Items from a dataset
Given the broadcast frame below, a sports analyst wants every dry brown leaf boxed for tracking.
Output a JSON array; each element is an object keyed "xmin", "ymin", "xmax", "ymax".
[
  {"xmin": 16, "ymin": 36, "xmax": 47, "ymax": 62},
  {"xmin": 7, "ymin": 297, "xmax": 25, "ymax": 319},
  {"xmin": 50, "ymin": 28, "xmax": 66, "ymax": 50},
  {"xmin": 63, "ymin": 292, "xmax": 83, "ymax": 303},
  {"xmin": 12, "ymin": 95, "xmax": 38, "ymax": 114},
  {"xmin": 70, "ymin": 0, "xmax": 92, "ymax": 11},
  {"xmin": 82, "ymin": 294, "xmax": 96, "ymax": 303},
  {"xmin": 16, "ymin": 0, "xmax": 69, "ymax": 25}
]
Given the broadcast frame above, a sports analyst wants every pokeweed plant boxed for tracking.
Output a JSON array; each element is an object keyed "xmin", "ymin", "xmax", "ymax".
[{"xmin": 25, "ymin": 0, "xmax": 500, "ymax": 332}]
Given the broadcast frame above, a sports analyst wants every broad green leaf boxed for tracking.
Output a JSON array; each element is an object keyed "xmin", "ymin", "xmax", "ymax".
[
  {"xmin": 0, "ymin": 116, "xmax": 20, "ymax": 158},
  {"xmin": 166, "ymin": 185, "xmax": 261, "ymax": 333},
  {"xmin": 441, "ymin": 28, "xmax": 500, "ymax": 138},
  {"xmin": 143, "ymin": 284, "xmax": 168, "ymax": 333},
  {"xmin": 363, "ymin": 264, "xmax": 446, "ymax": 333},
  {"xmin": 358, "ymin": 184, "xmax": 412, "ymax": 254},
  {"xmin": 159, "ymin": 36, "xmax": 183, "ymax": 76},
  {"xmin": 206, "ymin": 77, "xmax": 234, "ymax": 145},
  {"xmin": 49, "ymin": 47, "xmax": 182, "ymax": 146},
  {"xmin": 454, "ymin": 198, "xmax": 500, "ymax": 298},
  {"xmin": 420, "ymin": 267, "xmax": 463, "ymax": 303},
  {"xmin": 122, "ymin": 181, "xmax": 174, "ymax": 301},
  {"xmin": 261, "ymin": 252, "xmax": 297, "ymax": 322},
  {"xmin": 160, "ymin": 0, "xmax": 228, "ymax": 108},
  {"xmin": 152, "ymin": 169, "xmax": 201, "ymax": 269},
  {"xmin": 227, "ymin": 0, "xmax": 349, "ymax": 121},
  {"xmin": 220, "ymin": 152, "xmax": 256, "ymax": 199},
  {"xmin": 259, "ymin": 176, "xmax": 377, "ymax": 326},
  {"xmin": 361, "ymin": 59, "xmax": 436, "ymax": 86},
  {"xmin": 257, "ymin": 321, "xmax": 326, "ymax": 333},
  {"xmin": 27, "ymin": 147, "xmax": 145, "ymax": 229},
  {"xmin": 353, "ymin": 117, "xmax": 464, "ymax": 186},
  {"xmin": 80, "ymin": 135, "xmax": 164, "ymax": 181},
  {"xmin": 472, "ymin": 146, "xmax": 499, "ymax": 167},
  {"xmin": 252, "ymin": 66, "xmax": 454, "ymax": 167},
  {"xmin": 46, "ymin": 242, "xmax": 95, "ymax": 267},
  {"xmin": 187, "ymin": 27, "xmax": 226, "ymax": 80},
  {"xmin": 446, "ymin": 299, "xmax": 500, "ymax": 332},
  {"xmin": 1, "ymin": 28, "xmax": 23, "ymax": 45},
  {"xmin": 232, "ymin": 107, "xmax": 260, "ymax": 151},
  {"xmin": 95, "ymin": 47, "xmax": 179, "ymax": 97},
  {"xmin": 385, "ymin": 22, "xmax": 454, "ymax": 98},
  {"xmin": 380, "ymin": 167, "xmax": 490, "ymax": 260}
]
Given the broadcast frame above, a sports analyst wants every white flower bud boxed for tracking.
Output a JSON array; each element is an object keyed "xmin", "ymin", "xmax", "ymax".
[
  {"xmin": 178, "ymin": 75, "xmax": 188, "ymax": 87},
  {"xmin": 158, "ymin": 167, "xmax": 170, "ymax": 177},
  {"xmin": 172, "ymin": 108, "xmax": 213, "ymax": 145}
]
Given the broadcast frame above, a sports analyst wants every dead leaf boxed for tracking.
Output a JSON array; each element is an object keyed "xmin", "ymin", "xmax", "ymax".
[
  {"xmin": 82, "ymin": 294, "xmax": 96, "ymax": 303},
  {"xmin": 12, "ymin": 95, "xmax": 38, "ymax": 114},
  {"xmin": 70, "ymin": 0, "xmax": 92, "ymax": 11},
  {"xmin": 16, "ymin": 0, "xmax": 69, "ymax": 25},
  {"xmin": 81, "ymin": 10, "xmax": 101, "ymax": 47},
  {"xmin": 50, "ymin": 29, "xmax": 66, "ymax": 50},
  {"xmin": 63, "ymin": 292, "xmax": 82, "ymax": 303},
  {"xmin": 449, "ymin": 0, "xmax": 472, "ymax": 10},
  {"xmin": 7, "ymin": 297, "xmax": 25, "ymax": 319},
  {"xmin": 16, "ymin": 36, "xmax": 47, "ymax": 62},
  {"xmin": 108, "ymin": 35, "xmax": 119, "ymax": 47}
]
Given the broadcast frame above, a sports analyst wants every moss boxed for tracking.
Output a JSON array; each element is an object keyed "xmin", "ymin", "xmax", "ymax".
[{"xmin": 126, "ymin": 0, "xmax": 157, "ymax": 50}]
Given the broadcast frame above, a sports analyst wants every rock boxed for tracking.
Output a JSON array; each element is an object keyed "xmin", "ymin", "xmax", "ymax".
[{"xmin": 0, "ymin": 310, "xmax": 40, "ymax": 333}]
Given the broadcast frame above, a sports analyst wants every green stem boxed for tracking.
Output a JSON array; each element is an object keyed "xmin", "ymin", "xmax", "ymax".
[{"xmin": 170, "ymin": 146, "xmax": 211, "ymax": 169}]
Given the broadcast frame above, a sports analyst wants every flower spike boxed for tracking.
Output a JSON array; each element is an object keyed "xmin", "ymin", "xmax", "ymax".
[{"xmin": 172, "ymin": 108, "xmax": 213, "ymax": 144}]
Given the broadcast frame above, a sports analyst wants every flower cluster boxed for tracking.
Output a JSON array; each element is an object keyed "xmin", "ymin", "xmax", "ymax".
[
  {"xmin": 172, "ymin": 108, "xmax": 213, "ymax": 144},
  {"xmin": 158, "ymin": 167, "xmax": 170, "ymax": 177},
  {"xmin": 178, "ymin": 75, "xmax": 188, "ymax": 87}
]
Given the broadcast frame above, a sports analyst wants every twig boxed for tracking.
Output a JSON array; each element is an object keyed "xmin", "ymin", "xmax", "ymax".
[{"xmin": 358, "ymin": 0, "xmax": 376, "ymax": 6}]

## Work instruction
Retype the records above without changing a single word.

## Task result
Given the broadcast frame below, a sports analyst wants every dry brown leaf boxed for tracking.
Output a JSON array; each element is an object keyed "xmin", "ymin", "xmax", "ymax".
[
  {"xmin": 16, "ymin": 36, "xmax": 47, "ymax": 62},
  {"xmin": 7, "ymin": 297, "xmax": 25, "ymax": 319},
  {"xmin": 50, "ymin": 28, "xmax": 66, "ymax": 50},
  {"xmin": 63, "ymin": 292, "xmax": 83, "ymax": 303},
  {"xmin": 12, "ymin": 95, "xmax": 38, "ymax": 114},
  {"xmin": 70, "ymin": 0, "xmax": 92, "ymax": 11},
  {"xmin": 82, "ymin": 294, "xmax": 96, "ymax": 303},
  {"xmin": 16, "ymin": 0, "xmax": 69, "ymax": 25}
]
Given the broadcast frame above, a sports analyst wants every pokeweed plant boxed for tracking.
Output a JSON array; each element is an object keyed "xmin", "ymin", "xmax", "ymax".
[{"xmin": 25, "ymin": 0, "xmax": 500, "ymax": 332}]
Given the broadcast frame above, a sports analyst wants every broad green leaf boxed for tracking.
Output a JSON array; each element is an object keyed "xmin", "ymin", "xmax", "ymax".
[
  {"xmin": 0, "ymin": 116, "xmax": 20, "ymax": 158},
  {"xmin": 166, "ymin": 185, "xmax": 261, "ymax": 333},
  {"xmin": 441, "ymin": 28, "xmax": 500, "ymax": 138},
  {"xmin": 143, "ymin": 284, "xmax": 168, "ymax": 333},
  {"xmin": 363, "ymin": 264, "xmax": 446, "ymax": 333},
  {"xmin": 358, "ymin": 184, "xmax": 412, "ymax": 254},
  {"xmin": 159, "ymin": 36, "xmax": 183, "ymax": 76},
  {"xmin": 206, "ymin": 77, "xmax": 234, "ymax": 145},
  {"xmin": 49, "ymin": 47, "xmax": 182, "ymax": 146},
  {"xmin": 454, "ymin": 198, "xmax": 500, "ymax": 298},
  {"xmin": 420, "ymin": 267, "xmax": 463, "ymax": 303},
  {"xmin": 122, "ymin": 181, "xmax": 174, "ymax": 301},
  {"xmin": 261, "ymin": 252, "xmax": 297, "ymax": 322},
  {"xmin": 160, "ymin": 0, "xmax": 228, "ymax": 108},
  {"xmin": 152, "ymin": 169, "xmax": 201, "ymax": 269},
  {"xmin": 227, "ymin": 0, "xmax": 349, "ymax": 121},
  {"xmin": 220, "ymin": 152, "xmax": 256, "ymax": 199},
  {"xmin": 259, "ymin": 176, "xmax": 377, "ymax": 326},
  {"xmin": 361, "ymin": 59, "xmax": 436, "ymax": 86},
  {"xmin": 257, "ymin": 321, "xmax": 326, "ymax": 333},
  {"xmin": 27, "ymin": 147, "xmax": 145, "ymax": 229},
  {"xmin": 353, "ymin": 117, "xmax": 464, "ymax": 186},
  {"xmin": 80, "ymin": 135, "xmax": 164, "ymax": 181},
  {"xmin": 472, "ymin": 146, "xmax": 499, "ymax": 167},
  {"xmin": 252, "ymin": 66, "xmax": 454, "ymax": 167},
  {"xmin": 46, "ymin": 242, "xmax": 95, "ymax": 267},
  {"xmin": 187, "ymin": 27, "xmax": 226, "ymax": 80},
  {"xmin": 446, "ymin": 299, "xmax": 500, "ymax": 332},
  {"xmin": 1, "ymin": 28, "xmax": 23, "ymax": 45},
  {"xmin": 232, "ymin": 107, "xmax": 260, "ymax": 151},
  {"xmin": 95, "ymin": 47, "xmax": 179, "ymax": 97},
  {"xmin": 385, "ymin": 22, "xmax": 454, "ymax": 98},
  {"xmin": 380, "ymin": 167, "xmax": 490, "ymax": 260}
]
Given the broadcast frame above, a sports analyst wants every white flower bud boxed for tracking.
Output a JSON array; each element is an object keyed "xmin", "ymin", "xmax", "ymax".
[
  {"xmin": 178, "ymin": 75, "xmax": 188, "ymax": 87},
  {"xmin": 158, "ymin": 167, "xmax": 170, "ymax": 177},
  {"xmin": 172, "ymin": 108, "xmax": 213, "ymax": 145}
]
Given the broadcast frame above, a sports analyst wants every dead leaf boxed for tracking.
Output a JSON array; each element is an object keyed "xmin", "ymin", "xmax", "ymax".
[
  {"xmin": 82, "ymin": 294, "xmax": 96, "ymax": 303},
  {"xmin": 12, "ymin": 95, "xmax": 38, "ymax": 114},
  {"xmin": 70, "ymin": 0, "xmax": 92, "ymax": 11},
  {"xmin": 16, "ymin": 0, "xmax": 69, "ymax": 25},
  {"xmin": 81, "ymin": 10, "xmax": 101, "ymax": 47},
  {"xmin": 50, "ymin": 29, "xmax": 66, "ymax": 50},
  {"xmin": 63, "ymin": 292, "xmax": 82, "ymax": 303},
  {"xmin": 449, "ymin": 0, "xmax": 472, "ymax": 10},
  {"xmin": 7, "ymin": 297, "xmax": 25, "ymax": 319},
  {"xmin": 16, "ymin": 36, "xmax": 47, "ymax": 62},
  {"xmin": 108, "ymin": 35, "xmax": 119, "ymax": 47}
]
Given the broadcast frame above, a sports analyst wants every moss boxed for tracking.
Output a JSON array; each element is an object keyed "xmin", "ymin", "xmax", "ymax".
[{"xmin": 126, "ymin": 0, "xmax": 157, "ymax": 50}]
Given the broadcast frame above, a sports analyst wants every rock boxed for tracking.
Output a JSON array; each element is an object keyed "xmin", "ymin", "xmax", "ymax".
[{"xmin": 0, "ymin": 310, "xmax": 40, "ymax": 333}]
Given the broadcast frame above, a sports analyst wants every green stem boxed for tracking.
Output a JSON array; each element is an object keyed "xmin", "ymin", "xmax", "ymax".
[{"xmin": 170, "ymin": 146, "xmax": 211, "ymax": 169}]
Given the broadcast frame above, a sports analyst wants every flower spike boxed for tracking.
Output a JSON array; each element is an object keyed "xmin", "ymin", "xmax", "ymax".
[{"xmin": 172, "ymin": 108, "xmax": 213, "ymax": 144}]
Given the broadcast frame above, a sports analyst wants every flower cluster boxed for tracking.
Output a JSON array; each element is an object keyed "xmin", "ymin", "xmax", "ymax".
[
  {"xmin": 172, "ymin": 108, "xmax": 213, "ymax": 144},
  {"xmin": 158, "ymin": 167, "xmax": 170, "ymax": 177},
  {"xmin": 178, "ymin": 75, "xmax": 188, "ymax": 87}
]
Given the broadcast frame above, a sports analyst wants every twig boxed for tracking.
Output a JSON array; each element is an object keyed "xmin", "ymin", "xmax", "ymax".
[{"xmin": 358, "ymin": 0, "xmax": 376, "ymax": 6}]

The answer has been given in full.